• **CONSIGNE 1**
D'après le texte sur les élections libanaises, à combien les sources estiment-elles la manne financière que l'Iran alloue au Hezbollah ?
• **CONSIGNE 2**
Prolongez le texte sur les élections libanaises à partir de sa dernière phrase.

• **TEXTE À LIRE**

"""

Durant la campagne, le Hezbollah a vigoureusement rejeté les accusations selon lesquelles en cas de victoire il mettrait en place un gouvernement basé sur le modèle iranien et dont l’objectif principal serait l’instauration d’une République islamique. S’il est, en effet, fort peu probable que le Hezbollah ait l’ambition et les moyens d’imposer un tel modèle de société au Liban, il n’en demeure pas moins que la place des chiites est de plus en plus importante au Liban. Une autre certitude est que le modèle de société envisagé par le Parti de Dieu aurait certainement mis un peu plus à mal une économie déjà au bord du gouffre et dont la survie est intimement liée aux subventions extérieures.
Ainsi, l’échec du Hezbollah s’explique en partie par le fait que bon nombre d’électeurs ont pris peur suite aux menaces de la Communauté internationale en cas de victoire du Hezbollah. Le Vice-président américain Joe Biden, lors d’une visite à Beyrouth le mois dernier, avait mis en garde en expliquant que l’aide américaine[7] dépendrait de la composition et des orientations politiques du nouveau gouvernement. Comme l’expliquait Abderrahman Al-Rached avant les élections : « Les Libanais doivent se rendre compte du prix qu’ils auront à payer [ndlr : en élisant le Hezbollah]. Comme les habitants de Gaza auraient dû se rendre compte du prix qu’ils auraient à payer en votant pour le Hamas plutôt pour le Fatah (…) Il n’y aura probablement pas de pénurie de farine et d’essence, mais le Liban aura beaucoup de points commun avec Gaza. De nombreux pays, y compris arabes, cesseront d’apporter leur soutien au pays du Cèdre » [8].
La défaite du Hezbollah ne laisse place à aucun doute. Pour autant, au lendemain des élections, le sort du futur gouvernement demeure incertain.
L’influence iranienne sur le scrutin
L’influence iranienne au Liban n’a cessé de se renforcer ces dernières années. Si les chiffres de propagande de Téhéran sont largement exagérés, la manne financière allouée au Hezbollah est, selon les sources, de 25 à 50 millions de $. Une somme qui n’es pas destinée à aider le Liban mais bien le Hezbollah dans sa conquête du pouvoir. Parallèlement, l’Iran a largement contribué à réarmer le Hezbollah. Ainsi, il ne fait aujourd’hui plus guère de doutes pour les experts que ce dernier a non seulement recouvré ses capacités militaires au Sud-Liban mais qu’il les aurait même doublées depuis la fin de la guerre Hezbollah/Israël de l’été 2006.
L’Iran a incontestablement pesé sur la campagne électorale. Comme l’explique Diana Muqalled : « (…) l’influence iranienne est plus forte. Les slogans qu’on rencontre sur les affiches de l’allié libanais [ndlr : le Hezbollah] montrent que la fièvre iranienne s’est propagée au pays du Cèdre. Elle y a introduit la stérilité démocratique. Les médias libanais n’ont pas pu s’y opposer »[9]. Pour le président iranien : « le résultat des élections libanaises aura des conséquences importantes sur l’ensemble de la région ».

"""

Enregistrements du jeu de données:
"""

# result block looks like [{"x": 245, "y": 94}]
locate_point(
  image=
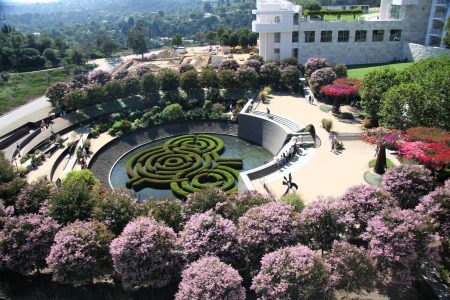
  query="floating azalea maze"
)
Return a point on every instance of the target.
[{"x": 184, "y": 164}]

"""

• **RÉPONSE ATTENDUE 1**
Selon les sources, elle s'élève à 25 à 50 millions de dollars.

• **RÉPONSE ATTENDUE 2**
Mais, l’Iran ne s’est pas contenté d’interférer sur la ’’forme’’. Comme nous l’évoquions précédemment, la République islamique s’est également assurée de transférer d’importantes sommes d’argent en cash pour financer la campagne mais aussi pour sponsoriser l’achat de votes. Plusieurs sources libanaises font état de l’utilisation d’avions du Hezbollah pour transférer directement l’argent en provenance du Nigeria. D’autres sources[10] rapportent que d’importantes quantités de dollars américains ont été envoyées au Liban via la Syrie et Dubaï.
Le conflit qui oppose désormais l’Iran à une partie du monde arabe semble s’être cristallisé tout au long de la campagne législative au pays du Cèdre. Alors que Téhéran envoyait des millions de dollars au Hezbollah, l’Arabie saoudite, selon un conseiller du gouvernement saoudien, a également transféré des centaines de millions de dollars à destination de la coalition du 14 mars : « Nous supportons les candidats en lice contre le Hezbollah, et nous ferons en sorte que l’Iran sente la pression »[11]. L’Egypte a elle aussi apporté son soutien à la coalition de Saad Hariri, soucieuse, à l’instar de Riyad, des conséquences qu’une victoire du Hezbollah aurait pu avoir sur l’ensemble de région. Notons à cet égard, que les autorités égyptiennes viennent récemment de démanteler un vaste réseau terroriste lié au Hezbollah libanais. Un épisode qui a ravivé un peu plus encore les tensions entre l’Egypte et l’Iran.
Les défis du nouveau gouvernement
Le rôle de ’’résistance’’ du Hezbollah est au cœur des défis auxquels devra faire face le nouveau gouvernement libanais. Si le pire scénario – la victoire du Hezbollah – est désormais écarté, le désarmement du parti-milice auquel aspire la coalition du 14 mars – et qui a été relayée par plusieurs résolutions du Conseil de sécurité des Nations unies – ne sera pas facile. Dès le lendemain des élections, Mohammad Raad, un député du Hezbollah affirmait à l’AFP que le puissant arsenal du mouvement chiite était un sujet sur lequel le mouvement n’était pas prêt à transiger : « Il faut que la majorité s’engage à ce que la Résistance soit un sujet non négociable, (à considérer) que ses armes sont légitimes et qu’Israël est un ennemi »[12].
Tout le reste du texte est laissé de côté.